Conjunto de tarefas
[a] Responda com base no artigo sobre a economia mundial:
(i) Em quais anos a economia mundial teve seus melhores dias desde o começo da década de 1970?
(ii) Qual foi o crescimento da economia mundial em 2004?
(iii) Qual é a taxa de crescimento indicada pelos técnicos do FMI para a zona do euro em 2006?
[b] Liste todos os obstáculos que, segundo o artigo sobre a economia mundial, ela superou desde 2000.

___ Texto para leitura

Título: A desaceleração nos EUA e o mundo
Autor: Wolf, Martin
Fonte: Valor Econômico, 27/09/2006, Opinião, p. A17
A economia mundial está desfrutando uma seqüência gloriosa. Em 2003, 2004 e 2005 teve seus melhores dias desde o começo da década de 1970. Isto, porém, não é um paralelo encorajador. A tórrida expansão do começo da década de 1970 conduziu a um período de turbulência inflacionária. Precisamos perguntar se o extraordinário crescimento dos anos recentes também não oculta perigos - diferentes, talvez, mas mesmo assim significativos. A resposta, infelizmente, é sim.
Duvidar da flexibilidade da economia mundial agora pode parecer perverso. Desde 2000, ela superou tantos obstáculos: traumas pós-bolha no Japão; o estouro de uma bolha no mercado acionário global; os atentados terroristas de 11 de setembro de 2001; uma recessão dos EUA; anos de estagnação na zona do euro; guerras no Afeganistão e no Iraque; preço real do petróleo em níveis próximos aos do fim da década de 1970; e a incapacidade de completar a Rodada Doha de negociações para o comércio multilateral. Mesmo assim, apesar de tudo isso, o crescimento da economia mundial foi de 4,3% em 2003, 5,3% em 2004 e 4,9% em 2005, medido pelo critério de paridade de poder de compra das taxas de câmbio. No mais recente Panorama Econômico Mundial (WEO) do Fundo Monetário Internacional (FMI), a projeção é atingir 5,1% neste ano (World Economic Outlook, www.imf.org).
O crescimento também é amplamente compartilhado: em 2006, como indicam os técnicos do FMI, será de 3,4% nos EUA, 2,4% na zona do euro e 2,7% no Japão. Nos mercados emergentes, ele é muito mais alto: 8,7% na Ásia em desenvolvimento, 6,8% na Comunidade de Estados Independentes, 5,8% no Oriente Médio, 5,4% na África, 5,3% na Europa Central e Oriental, e 4,8% no Hemisfério Ocidental.
Como foi possível à economia mundial superar tantos obstáculos? Podemos oferecer três respostas: primeiro, o poder das forças motrizes fundamentais da expansão econômica - o crescimento da produtividade dos EUA, a globalização e a ascensão da Ásia; segundo, a capacidade dos bancos centrais e das autoridades fiscais de explorar a credibilidade que conquistaram nas décadas de 80 e 90 em resposta aos choques da década de 2000; e, especialmente, o papel dos EUA como tomador de empréstimo de última instância.

______
___ Dados apresentados

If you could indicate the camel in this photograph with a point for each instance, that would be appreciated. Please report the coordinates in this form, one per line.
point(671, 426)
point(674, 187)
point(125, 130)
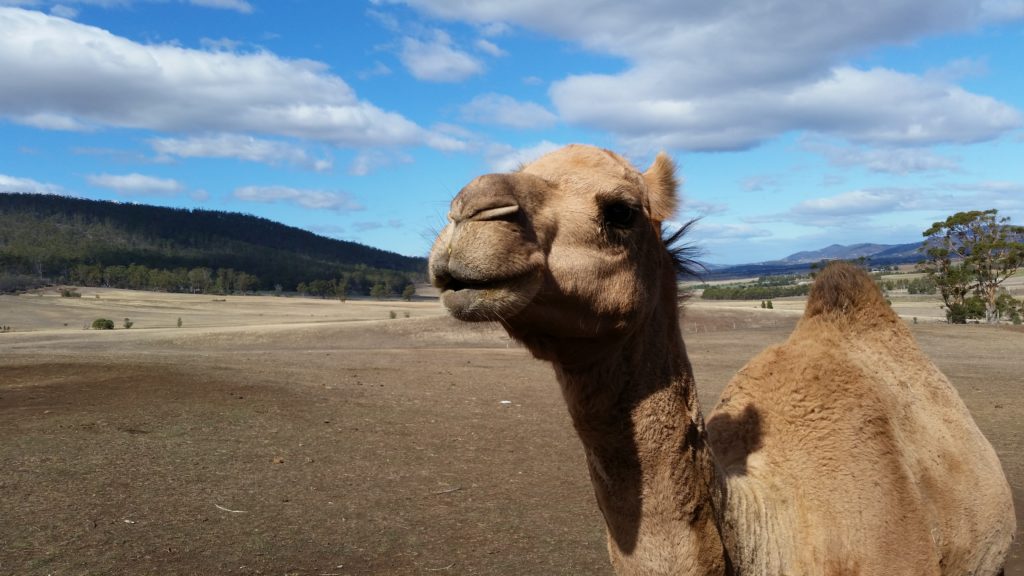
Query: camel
point(842, 451)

______

Lista de soluções
[a]
(i) Em 2003, 2004 e 2005.
(ii) 5,3%.
(iii) 2,4%.

[b]
- Traumas pós-bolha no Japão
- O estouro de uma bolha no mercado acionário global
- Os atentados terroristas de 11 de setembro de 2001
- Uma recessão dos EUA
- Anos de estagnação na zona do euro
- Guerras no Afeganistão e no Iraque
- Preço real do petróleo em níveis próximos aos do fim da década de 1970
- A incapacidade de completar a Rodada Doha de negociações para o comércio multilateral